Exercise instructions: In the text on cervical screening, rewrite the part between "Yet data from" and "to return results.", inclusive, replacing "pathology laboratories" with "testing labs".

Start of Document excerpt

NHS data shows drop in women attending cervical screening during the pandemic

Cervical screening can be lifesaving, and women are advised to attend their appointment for a screening when called. 

Medical staff who screen women are reassuring, and there is no shame in getting a cervical screening – it is a quick and painless procedure.   

Regular testing of women aged 25 – 64 and other ages with the consent of a doctor helps prevent cancer. 

Yet data from NHS Digital shows there was a decrease in the number of women having cervical screening tests in 2020-21. 

Cervical Screening Programme, England 2020-21, which was published by NHS Digital, presents information on individuals aged 25-64 who were invited for regular screening. 

The publication includes the numbers invited for screening, the number of tests on screening samples sent to pathology laboratories, the results of the samples taken and the time taken to return results. 

It also shows the change in the cervical screening programme’s coverage in England compared to previous years. 

Disruption from COVID-19 is not thought to have significantly affected the quality of the data submitted for 2020-21, however it is likely to have had an effect on activity.  

These statistics should therefore be interpreted with care.

End of Document excerpt
Start of Given data

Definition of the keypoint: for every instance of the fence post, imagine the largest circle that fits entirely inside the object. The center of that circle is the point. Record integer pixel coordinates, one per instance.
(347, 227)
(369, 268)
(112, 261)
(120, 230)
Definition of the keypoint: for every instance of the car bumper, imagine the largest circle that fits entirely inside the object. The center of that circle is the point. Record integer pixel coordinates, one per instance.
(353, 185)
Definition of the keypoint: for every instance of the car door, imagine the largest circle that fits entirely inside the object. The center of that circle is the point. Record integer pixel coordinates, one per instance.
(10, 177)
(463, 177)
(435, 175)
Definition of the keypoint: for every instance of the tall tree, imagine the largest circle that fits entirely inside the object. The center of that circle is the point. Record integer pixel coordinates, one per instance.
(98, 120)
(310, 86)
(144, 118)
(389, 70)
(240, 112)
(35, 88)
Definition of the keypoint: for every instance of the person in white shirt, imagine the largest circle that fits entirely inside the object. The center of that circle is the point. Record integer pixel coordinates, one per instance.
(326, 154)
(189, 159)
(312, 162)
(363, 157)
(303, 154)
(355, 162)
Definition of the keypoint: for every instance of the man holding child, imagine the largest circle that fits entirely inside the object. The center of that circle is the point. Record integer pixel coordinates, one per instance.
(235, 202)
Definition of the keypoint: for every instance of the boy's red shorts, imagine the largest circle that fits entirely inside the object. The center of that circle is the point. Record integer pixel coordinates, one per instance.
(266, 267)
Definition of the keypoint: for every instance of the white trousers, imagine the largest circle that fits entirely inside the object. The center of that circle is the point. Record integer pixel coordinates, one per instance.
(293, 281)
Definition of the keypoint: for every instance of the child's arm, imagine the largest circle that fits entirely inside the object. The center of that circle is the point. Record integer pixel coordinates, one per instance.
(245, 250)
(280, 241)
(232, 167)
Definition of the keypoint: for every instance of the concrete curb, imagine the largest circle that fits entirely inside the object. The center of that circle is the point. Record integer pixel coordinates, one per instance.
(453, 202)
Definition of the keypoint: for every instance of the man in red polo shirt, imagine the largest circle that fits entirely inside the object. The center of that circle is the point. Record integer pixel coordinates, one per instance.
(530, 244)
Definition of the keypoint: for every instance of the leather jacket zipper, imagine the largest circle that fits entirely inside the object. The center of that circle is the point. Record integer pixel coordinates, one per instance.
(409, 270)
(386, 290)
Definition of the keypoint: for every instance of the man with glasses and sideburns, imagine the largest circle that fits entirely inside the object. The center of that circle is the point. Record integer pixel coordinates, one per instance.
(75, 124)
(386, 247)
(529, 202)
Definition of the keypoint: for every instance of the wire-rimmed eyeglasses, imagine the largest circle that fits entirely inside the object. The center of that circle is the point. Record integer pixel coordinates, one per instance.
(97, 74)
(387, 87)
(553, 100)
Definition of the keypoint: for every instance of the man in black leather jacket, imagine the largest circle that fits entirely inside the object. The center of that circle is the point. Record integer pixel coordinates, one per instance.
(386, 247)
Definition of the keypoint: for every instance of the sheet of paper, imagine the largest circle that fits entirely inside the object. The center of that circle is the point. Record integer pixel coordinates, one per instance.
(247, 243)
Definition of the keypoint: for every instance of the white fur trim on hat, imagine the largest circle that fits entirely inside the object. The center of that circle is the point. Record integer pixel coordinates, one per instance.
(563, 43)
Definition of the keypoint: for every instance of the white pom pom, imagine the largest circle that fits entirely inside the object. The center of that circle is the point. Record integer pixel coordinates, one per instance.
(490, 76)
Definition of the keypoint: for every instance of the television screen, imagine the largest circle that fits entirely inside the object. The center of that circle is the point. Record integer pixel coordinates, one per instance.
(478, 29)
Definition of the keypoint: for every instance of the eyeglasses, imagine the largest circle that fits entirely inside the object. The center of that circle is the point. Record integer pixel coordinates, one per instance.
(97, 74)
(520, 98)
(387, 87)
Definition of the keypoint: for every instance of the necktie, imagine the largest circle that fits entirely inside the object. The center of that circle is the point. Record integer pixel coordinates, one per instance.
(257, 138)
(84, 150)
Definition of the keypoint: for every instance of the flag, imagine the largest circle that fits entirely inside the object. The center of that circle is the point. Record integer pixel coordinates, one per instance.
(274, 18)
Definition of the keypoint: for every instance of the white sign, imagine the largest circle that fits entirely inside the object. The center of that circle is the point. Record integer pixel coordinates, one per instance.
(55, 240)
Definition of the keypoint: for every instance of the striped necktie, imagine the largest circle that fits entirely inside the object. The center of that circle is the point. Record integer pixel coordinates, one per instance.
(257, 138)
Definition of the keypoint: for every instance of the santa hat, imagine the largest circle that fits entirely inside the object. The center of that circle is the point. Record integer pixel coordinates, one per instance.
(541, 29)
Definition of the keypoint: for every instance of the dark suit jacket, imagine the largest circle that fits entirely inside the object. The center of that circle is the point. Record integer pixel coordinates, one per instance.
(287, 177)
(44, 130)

End of Given data

Result of the exercise:
Yet data from NHS Digital shows there was a decrease in the number of women having cervical screening tests in 2020-21. 

Cervical Screening Programme, England 2020-21, which was published by NHS Digital, presents information on individuals aged 25-64 who were invited for regular screening. 

The publication includes the numbers invited for screening, the number of tests on screening samples sent to testing labs, the results of the samples taken and the time taken to return results.